*Items from a data source:*
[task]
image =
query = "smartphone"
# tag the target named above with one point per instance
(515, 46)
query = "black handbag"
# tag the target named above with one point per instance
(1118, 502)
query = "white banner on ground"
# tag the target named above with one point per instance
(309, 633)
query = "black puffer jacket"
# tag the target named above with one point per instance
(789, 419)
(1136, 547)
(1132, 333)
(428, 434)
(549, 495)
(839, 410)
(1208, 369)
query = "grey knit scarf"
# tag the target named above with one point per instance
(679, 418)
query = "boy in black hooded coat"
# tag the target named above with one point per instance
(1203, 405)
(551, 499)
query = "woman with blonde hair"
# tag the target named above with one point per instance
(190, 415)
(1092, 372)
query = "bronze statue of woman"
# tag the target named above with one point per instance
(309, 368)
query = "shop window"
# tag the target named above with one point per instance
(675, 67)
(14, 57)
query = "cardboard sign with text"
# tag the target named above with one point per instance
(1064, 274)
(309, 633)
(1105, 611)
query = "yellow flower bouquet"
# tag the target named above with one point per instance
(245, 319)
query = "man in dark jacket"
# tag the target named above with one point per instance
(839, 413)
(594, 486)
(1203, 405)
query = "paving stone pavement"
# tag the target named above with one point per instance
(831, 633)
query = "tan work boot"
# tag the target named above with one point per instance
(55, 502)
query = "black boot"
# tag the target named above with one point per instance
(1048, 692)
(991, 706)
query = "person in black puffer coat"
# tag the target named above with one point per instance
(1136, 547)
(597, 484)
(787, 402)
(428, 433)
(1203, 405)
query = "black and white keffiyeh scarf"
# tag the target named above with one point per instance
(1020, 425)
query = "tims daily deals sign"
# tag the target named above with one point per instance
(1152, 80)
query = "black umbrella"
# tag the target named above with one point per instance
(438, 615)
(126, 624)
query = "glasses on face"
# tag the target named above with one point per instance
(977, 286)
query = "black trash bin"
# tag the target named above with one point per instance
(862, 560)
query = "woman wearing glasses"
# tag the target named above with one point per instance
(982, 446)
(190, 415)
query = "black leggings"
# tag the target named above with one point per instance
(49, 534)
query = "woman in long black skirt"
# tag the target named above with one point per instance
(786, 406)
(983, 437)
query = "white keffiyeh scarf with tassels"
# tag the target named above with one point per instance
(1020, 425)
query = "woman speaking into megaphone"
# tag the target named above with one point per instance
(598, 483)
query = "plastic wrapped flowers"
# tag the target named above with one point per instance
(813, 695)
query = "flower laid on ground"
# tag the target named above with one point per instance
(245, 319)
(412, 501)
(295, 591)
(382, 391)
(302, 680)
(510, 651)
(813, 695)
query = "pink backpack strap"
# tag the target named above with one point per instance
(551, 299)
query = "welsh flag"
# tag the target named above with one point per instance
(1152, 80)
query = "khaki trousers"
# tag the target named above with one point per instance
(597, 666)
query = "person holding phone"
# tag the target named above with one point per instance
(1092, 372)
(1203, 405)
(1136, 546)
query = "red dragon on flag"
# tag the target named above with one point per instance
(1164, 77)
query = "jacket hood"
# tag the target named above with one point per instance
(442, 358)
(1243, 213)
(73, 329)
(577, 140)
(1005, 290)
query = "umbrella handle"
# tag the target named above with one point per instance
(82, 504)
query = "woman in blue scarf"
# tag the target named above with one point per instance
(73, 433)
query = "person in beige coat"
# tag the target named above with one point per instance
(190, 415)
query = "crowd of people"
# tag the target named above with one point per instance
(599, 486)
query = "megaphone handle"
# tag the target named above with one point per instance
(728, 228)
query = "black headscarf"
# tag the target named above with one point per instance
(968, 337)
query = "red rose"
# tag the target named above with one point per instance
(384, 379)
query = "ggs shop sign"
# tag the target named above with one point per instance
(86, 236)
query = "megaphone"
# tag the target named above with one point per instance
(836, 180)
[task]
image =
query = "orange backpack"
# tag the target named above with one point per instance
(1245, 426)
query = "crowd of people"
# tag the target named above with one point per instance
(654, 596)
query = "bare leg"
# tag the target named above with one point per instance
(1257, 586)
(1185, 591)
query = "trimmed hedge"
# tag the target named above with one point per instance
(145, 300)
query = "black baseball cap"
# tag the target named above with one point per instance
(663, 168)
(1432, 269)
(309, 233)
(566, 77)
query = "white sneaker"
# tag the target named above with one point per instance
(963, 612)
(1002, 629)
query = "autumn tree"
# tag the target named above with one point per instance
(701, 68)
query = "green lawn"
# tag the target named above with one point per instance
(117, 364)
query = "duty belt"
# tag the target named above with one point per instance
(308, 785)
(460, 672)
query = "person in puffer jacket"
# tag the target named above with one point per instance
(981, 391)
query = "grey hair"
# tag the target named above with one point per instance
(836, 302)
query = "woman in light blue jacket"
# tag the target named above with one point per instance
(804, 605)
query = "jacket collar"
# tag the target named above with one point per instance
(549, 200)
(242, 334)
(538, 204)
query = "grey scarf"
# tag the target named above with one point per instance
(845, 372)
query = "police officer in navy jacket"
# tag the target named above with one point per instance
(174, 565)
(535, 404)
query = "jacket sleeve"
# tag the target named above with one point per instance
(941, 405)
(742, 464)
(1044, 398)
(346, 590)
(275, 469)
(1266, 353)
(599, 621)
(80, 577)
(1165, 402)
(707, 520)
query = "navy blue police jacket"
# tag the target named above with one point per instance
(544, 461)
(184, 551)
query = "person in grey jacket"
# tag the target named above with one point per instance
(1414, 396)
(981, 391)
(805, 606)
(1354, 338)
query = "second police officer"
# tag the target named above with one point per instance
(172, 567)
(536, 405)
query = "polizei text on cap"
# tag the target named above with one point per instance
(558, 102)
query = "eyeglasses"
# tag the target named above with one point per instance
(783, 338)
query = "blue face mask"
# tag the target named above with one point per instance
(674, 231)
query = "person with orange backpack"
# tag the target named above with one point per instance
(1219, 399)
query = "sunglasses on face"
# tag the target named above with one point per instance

*Task to complete:*
Give every record again, exactly as it appears.

*Answer to the problem:*
[task]
image =
query = "smartphone"
# tag the target named above with one point per instance
(515, 46)
query = "black handbag"
# tag the target named above with one point per instance
(1118, 502)
query = "white banner on ground"
# tag the target named above with one point per instance
(309, 633)
query = "black puffer jacket"
# tag the target named above with one point per instance
(789, 419)
(1136, 547)
(1132, 333)
(428, 434)
(549, 495)
(839, 410)
(1208, 369)
query = "grey knit scarf"
# tag the target named above with one point per instance
(679, 418)
query = "boy in black hooded coat"
# tag the target named above with one point per instance
(1203, 405)
(551, 499)
query = "woman with blonde hair"
# tag the target named above with one point per instance
(190, 415)
(1092, 372)
query = "bronze statue of woman"
# tag the target named above with one point per instance
(309, 368)
query = "shop window"
# tag the target named above with one point per instance
(675, 67)
(14, 57)
query = "cardboard sign with text"
# tag the target named above with one point per instance
(1064, 274)
(309, 633)
(1105, 611)
query = "yellow flower bouquet"
# tag the target named above with one point per instance
(245, 319)
query = "man in dark jacket"
# tag the target named above with one point per instance
(839, 413)
(594, 486)
(1203, 405)
query = "paving stone pavement"
# tag the target named above with one point per instance
(831, 633)
query = "tan work boot"
# tag the target named above with one point per instance
(55, 502)
query = "black boot"
# tag the target named above with one point per instance
(1048, 692)
(991, 706)
query = "person in black puffer coat"
# tag the target named above with one point per instance
(1136, 547)
(597, 484)
(787, 402)
(428, 433)
(1203, 405)
query = "black and white keffiyeh scarf"
# tag the target named above with one point per instance
(1020, 425)
query = "tims daily deals sign"
# tag the target named above with one point per instance
(1152, 80)
query = "black umbrella"
# tag the target named above with one point per instance
(438, 615)
(126, 624)
query = "glasses on face"
# tag the target named above with one point per instance
(977, 286)
query = "black trash bin"
# tag the target named above with one point per instance
(862, 560)
query = "woman wearing glasses"
# tag the target named above with one point per instance
(982, 446)
(190, 415)
query = "black leggings"
# tag the target named above with one point per instance
(49, 534)
query = "woman in long black skirt"
# tag the target named above with one point per instance
(786, 406)
(983, 437)
query = "white keffiyeh scarf with tassels"
# tag the target named above with one point per instance
(1020, 425)
query = "woman speaking into megaphone"
# tag the target named above with one point per instance
(598, 483)
query = "plastic wrapped flowers"
# tag the target named above with one point per instance
(813, 695)
query = "flower laid on ground"
# tag the target named above with one point per instance
(245, 319)
(412, 501)
(295, 591)
(382, 391)
(302, 680)
(510, 651)
(813, 695)
query = "pink backpack strap"
# tag the target named above with one point per instance
(551, 299)
query = "welsh flag"
# tag the target named above with one point per instance
(1152, 80)
query = "khaki trousers"
# tag the target named above with one point per instance
(597, 666)
query = "person holding phone"
# tag the target named above with one point per instance
(1092, 372)
(1203, 405)
(1136, 546)
query = "red dragon on flag"
# tag the target named above with one point per instance
(1164, 77)
query = "jacket hood"
# tag the target named above with one point per instance
(442, 358)
(1243, 213)
(73, 329)
(577, 140)
(1005, 290)
query = "umbrella handle"
# tag the target named above with one point per instance
(82, 504)
query = "woman in blue scarf"
# tag the target named above with one point per instance
(73, 433)
query = "person in beige coat"
# tag the target named above with one point per instance
(190, 415)
query = "crowd of people"
# tag the target named above with one point per instance
(599, 486)
query = "megaphone handle"
# tag the target named above with one point per instance
(728, 228)
query = "black headscarf"
# tag the target named above with one point per instance
(968, 337)
query = "red rose"
# tag the target named above with one point per instance
(384, 379)
query = "ggs shop sign"
# tag the target named above with one point per instance
(86, 236)
query = "megaphone"
# tag the target named above with one point per instance
(836, 180)
[task]
image =
query = "orange backpack"
# tag the target named above with one point per instance
(1245, 426)
query = "crowd of people"
# tag the target named above with one point per instance
(654, 596)
query = "bare leg"
# tag the target named above with one point per instance
(1257, 586)
(1185, 591)
query = "trimmed hedge"
# tag the target named above with one point per instance
(145, 300)
query = "black baseball cap"
# tag the target named above with one point per instance
(663, 168)
(1432, 269)
(309, 233)
(566, 77)
query = "white sneaker"
# tag the target named above with one point per instance
(963, 612)
(1002, 629)
query = "autumn tree"
# tag the target named above with one point per instance
(701, 68)
query = "green lawn"
# tag the target named above with one point per instance
(117, 364)
query = "duty belt"
# tag the target named above with one point per instance
(308, 785)
(460, 672)
query = "person in puffer jacket"
# tag the target named above with one point per instance
(981, 391)
query = "grey hair"
# tag the target named above with one point per instance
(836, 302)
query = "woman in light blue jacket"
# tag the target named above with one point per instance
(804, 605)
query = "jacket collar"
# tag the target named above with one point per instance
(549, 200)
(242, 334)
(538, 204)
query = "grey scarf"
# tag the target named above with one point per instance
(845, 372)
query = "police officer in navy jacket"
# tag the target named above with one point per instance
(174, 565)
(535, 404)
query = "jacket sleeve"
# tag the target named above with one point per instance
(941, 405)
(742, 464)
(1044, 398)
(346, 590)
(275, 469)
(1266, 353)
(599, 621)
(80, 577)
(1165, 402)
(707, 520)
query = "navy blue police jacket"
# tag the target named above with one point per instance
(544, 461)
(184, 551)
query = "person in grey jacket"
# tag the target named above with one point per instance
(1414, 396)
(981, 391)
(805, 606)
(1354, 338)
query = "second police officer"
# tag the target named above with one point per instance
(172, 567)
(536, 405)
query = "polizei text on cap"
# tag the target named above with one point per instance
(558, 102)
query = "eyeglasses"
# tag the target named above with one point per instance
(783, 338)
query = "blue face mask"
# tag the target named above with one point per instance
(674, 231)
query = "person with orange backpack"
# tag the target named above with one point per instance
(1219, 399)
query = "sunglasses on face"
# tag the target named above with one point per instance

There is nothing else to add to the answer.